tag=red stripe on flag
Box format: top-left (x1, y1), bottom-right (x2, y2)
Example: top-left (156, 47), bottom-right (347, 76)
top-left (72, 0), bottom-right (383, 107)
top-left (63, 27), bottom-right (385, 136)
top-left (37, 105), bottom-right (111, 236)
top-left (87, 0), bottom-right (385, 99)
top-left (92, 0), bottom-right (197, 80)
──────
> _The task_
Write these lines again, replacing "flag" with "banner" and leaving everything else unchanged.

> _Exercise result_
tag=red stripe on banner
Box format: top-left (x1, y1), bottom-right (x2, y2)
Example: top-left (156, 47), bottom-right (347, 76)
top-left (72, 0), bottom-right (383, 107)
top-left (63, 27), bottom-right (385, 136)
top-left (37, 105), bottom-right (111, 236)
top-left (87, 0), bottom-right (385, 99)
top-left (92, 0), bottom-right (197, 80)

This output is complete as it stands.